Aim of the exercise – Reproduce each of the items below word for word, omitting the pictures from your reproduction.

Data shown –
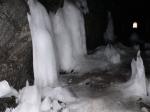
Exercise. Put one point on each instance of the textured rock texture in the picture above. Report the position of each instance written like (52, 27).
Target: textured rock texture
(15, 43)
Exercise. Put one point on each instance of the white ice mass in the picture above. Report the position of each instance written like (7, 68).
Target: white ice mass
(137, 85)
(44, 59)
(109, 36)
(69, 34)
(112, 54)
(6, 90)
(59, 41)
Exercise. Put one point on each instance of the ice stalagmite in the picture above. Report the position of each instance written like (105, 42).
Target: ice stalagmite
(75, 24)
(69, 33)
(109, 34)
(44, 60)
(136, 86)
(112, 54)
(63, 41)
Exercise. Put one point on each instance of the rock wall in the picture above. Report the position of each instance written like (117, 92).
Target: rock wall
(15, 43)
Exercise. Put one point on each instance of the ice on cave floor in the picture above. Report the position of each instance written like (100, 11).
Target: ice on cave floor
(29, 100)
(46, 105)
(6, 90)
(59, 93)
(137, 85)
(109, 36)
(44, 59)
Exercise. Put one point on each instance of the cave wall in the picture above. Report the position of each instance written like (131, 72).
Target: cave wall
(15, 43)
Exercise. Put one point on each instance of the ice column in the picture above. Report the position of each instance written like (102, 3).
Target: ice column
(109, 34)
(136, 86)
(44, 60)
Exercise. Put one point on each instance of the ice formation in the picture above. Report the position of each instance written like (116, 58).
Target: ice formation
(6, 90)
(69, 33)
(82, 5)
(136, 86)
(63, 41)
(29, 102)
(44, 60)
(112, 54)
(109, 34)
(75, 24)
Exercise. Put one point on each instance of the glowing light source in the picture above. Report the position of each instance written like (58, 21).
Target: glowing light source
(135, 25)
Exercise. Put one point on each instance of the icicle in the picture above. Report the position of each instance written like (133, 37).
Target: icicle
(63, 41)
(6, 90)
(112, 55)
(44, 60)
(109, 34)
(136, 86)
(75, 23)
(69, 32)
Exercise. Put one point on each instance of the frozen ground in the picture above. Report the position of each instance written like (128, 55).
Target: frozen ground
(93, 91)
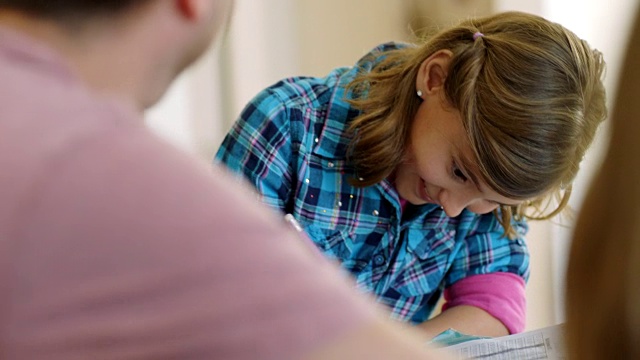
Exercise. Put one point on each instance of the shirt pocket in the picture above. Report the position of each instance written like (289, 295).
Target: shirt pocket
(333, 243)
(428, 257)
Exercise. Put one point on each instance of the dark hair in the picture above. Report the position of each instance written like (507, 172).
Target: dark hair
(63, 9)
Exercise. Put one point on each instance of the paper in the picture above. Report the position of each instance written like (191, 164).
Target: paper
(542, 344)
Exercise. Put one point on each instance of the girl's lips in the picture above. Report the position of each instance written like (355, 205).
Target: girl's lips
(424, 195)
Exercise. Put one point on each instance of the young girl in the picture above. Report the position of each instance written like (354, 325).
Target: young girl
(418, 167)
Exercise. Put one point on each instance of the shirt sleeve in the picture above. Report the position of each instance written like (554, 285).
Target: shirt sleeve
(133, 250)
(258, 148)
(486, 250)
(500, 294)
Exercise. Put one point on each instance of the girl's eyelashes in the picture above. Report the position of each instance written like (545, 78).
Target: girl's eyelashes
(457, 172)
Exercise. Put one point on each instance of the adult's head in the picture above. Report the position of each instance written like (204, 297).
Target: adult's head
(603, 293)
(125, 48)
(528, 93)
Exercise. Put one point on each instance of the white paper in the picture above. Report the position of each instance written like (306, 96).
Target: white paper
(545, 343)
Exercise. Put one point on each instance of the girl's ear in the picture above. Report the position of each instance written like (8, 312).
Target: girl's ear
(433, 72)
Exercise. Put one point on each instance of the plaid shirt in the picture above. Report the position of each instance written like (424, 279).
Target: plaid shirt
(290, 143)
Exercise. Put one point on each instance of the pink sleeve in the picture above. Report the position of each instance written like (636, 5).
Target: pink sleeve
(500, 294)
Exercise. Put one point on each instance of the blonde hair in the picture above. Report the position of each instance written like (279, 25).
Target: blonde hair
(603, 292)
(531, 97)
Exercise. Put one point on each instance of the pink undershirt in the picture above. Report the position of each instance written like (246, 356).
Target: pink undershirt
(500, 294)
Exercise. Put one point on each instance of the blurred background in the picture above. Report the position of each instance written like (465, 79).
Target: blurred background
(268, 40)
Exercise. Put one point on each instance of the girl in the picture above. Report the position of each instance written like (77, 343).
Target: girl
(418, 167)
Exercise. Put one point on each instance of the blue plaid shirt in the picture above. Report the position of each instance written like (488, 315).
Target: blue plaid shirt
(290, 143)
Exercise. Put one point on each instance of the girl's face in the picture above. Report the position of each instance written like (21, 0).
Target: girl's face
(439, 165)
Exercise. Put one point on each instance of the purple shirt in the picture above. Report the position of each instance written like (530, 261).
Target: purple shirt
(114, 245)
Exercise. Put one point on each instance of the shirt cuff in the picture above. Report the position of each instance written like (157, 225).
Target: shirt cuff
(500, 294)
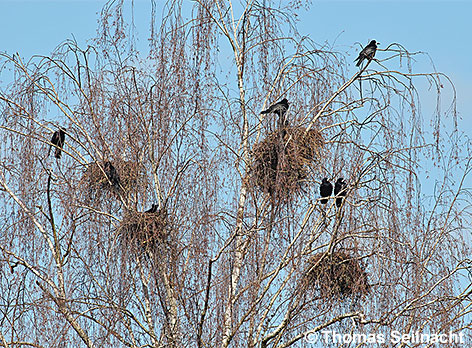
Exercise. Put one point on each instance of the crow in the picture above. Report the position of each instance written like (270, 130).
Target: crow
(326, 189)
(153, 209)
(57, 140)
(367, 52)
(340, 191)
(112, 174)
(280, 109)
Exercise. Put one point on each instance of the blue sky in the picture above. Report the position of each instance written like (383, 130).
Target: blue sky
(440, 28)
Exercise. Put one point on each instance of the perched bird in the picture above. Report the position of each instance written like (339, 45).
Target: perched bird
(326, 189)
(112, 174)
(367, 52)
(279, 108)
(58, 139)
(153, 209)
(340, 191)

Response for this exercise –
Exercise. Put one point on each instance of the textured rock texture in the picture above. Report the position of each instance written like (52, 27).
Target: textured rock texture
(15, 43)
Exercise. Put one point on each instance of the white ice mass in the picture above. Report the position of each instance written like (7, 68).
Target: white ice mass
(137, 85)
(44, 59)
(109, 36)
(69, 34)
(112, 54)
(6, 90)
(59, 41)
Exercise. Put one point on each instance of the ice stalagmite in the picture above. Report the position of each instance written like (105, 42).
Target: ice stalagmite
(75, 24)
(69, 33)
(109, 34)
(44, 60)
(136, 86)
(112, 54)
(63, 41)
Exercise. Put one point on each instance of the rock wall in the picture above. Report the position of each instance written like (117, 92).
Target: rock wall
(15, 43)
Exercise. Put one point on each instance of the ice on cave floor in the picture above. Report the position of each instance written like (100, 11).
Target: ice on cave floor
(29, 100)
(46, 105)
(6, 90)
(59, 93)
(137, 85)
(109, 36)
(44, 59)
Exercise. Put one point on each instance of the cave wall in the picture above. Report the position of each instance written like (131, 72).
Target: cave wall
(15, 43)
Exercise. Put one point on each instance of the ice column in the picture above. Report the position of each instance written like (102, 3).
Target: ice column
(109, 34)
(136, 86)
(44, 60)
Exercise. Put one point on each instance of the ice formation in the picture above. Report the position of each instance written like (116, 58).
Target: ice formation
(6, 90)
(69, 33)
(82, 5)
(136, 86)
(63, 41)
(29, 102)
(44, 60)
(112, 54)
(109, 34)
(75, 24)
Exercise. Put one point on each instance of the glowing light source in the picture above. Report the position of each instance written like (58, 21).
Target: glowing light source
(135, 25)
Exercise. Put one point on each instance of the icicle in the picture above. Report the position of each instance written like (133, 37).
Target: icicle
(63, 41)
(6, 90)
(112, 55)
(44, 60)
(109, 34)
(136, 86)
(75, 23)
(69, 32)
Exercise. Put one point on each instance of the frozen ground in the picture above. Report the position of each instance written like (128, 55).
Target: frozen ground
(93, 91)
Exercise. Put one point on each instance of the shirt pocket in the picture above. Report the position of each instance written like (289, 295).
Target: shirt pocket
(333, 243)
(428, 257)
Exercise. Put one point on each instance of the dark hair in the picture above. Report the position of each instance written like (507, 172).
Target: dark hair
(63, 9)
Exercise. Put one point on each instance of the paper in the picture above. Report the position of each instance written like (191, 164).
Target: paper
(542, 344)
Exercise. Put one point on each instance of the girl's lips in the picture above. Report the position of each instance written like (355, 205).
Target: girl's lips
(424, 195)
Exercise. Put one point on each instance of the young girl in the picture above. Report the position of each instance written like (354, 325).
Target: young girl
(418, 167)
Exercise. Put one point on each instance of the shirt sleeve in the picture above. Report the position of each instance written like (554, 285).
Target: shirt sleeve
(133, 250)
(258, 148)
(486, 250)
(500, 294)
Exercise. Put one point on each instance of the girl's eyelashes in the picture above. Report the position of each instance written like (545, 78).
Target: girl's eyelashes
(457, 172)
Exercise. Put one point on each instance of the adult's head in the picture above. Report the position of each instance written like (204, 297).
Target: adult's head
(603, 293)
(125, 48)
(528, 93)
Exercise. Put one point on each instance of the white paper in the picture above. Report the position of each instance written like (306, 96).
Target: white paper
(545, 343)
Exercise. Put one point on each instance of the girl's ear in the picture above. Report the position of each instance written like (8, 312).
Target: girl's ear
(433, 72)
Exercise. Put one point on each instance of the plaid shirt in the picture above. Report the position of each instance written like (424, 279).
Target: plaid shirt
(290, 143)
Exercise. Put one point on each instance of the pink sleeve in the picture above. Report the position of each instance written like (636, 5).
Target: pink sleeve
(500, 294)
Exercise. Put one point on each instance of the blonde hair in the picture above. Report the position of each instance written like (279, 25).
Target: blonde hair
(603, 292)
(531, 97)
Exercise. Put one point on each instance of the pink undershirt in the picture above. Report the position of each instance written like (246, 356).
Target: pink undershirt
(500, 294)
Exercise. Put one point on each instance of the blurred background in the picture above. Report the position of each instance written like (465, 79).
Target: blurred background
(268, 40)
Exercise. Put one point on each instance of the girl in the picture above. Report the position of each instance written like (77, 343).
Target: girl
(418, 167)
Exercise. Put one point on each instance of the blue plaid shirt in the picture above. Report the position of each instance written like (488, 315).
Target: blue plaid shirt
(290, 143)
Exercise. Put one point on each instance of the girl's face in the picture above. Report the position of each instance written like (21, 0).
Target: girl's face
(439, 165)
Exercise. Put one point on each instance of the purple shirt in the picture above. Report the position of each instance written like (530, 261).
Target: purple shirt
(114, 245)
Exercise. Put one point on each instance of the shirt cuff in the picture above. Report the position of each instance written like (157, 225).
Target: shirt cuff
(500, 294)
Exercise. Put one point on each instance of the crow in the picture above. Report the position of each instance written like (270, 130).
Target: crow
(326, 189)
(153, 209)
(57, 140)
(367, 52)
(340, 191)
(112, 174)
(280, 109)
Exercise. Put one point on each instance of the blue sky in the picture above. Report the position of each instance written like (383, 130).
Target: blue sky
(440, 28)
Exercise. Put one point on each instance of the perched bird in the picture above. Report the position of each instance written like (339, 45).
Target: perched bird
(326, 189)
(112, 174)
(367, 52)
(279, 108)
(58, 139)
(153, 209)
(340, 191)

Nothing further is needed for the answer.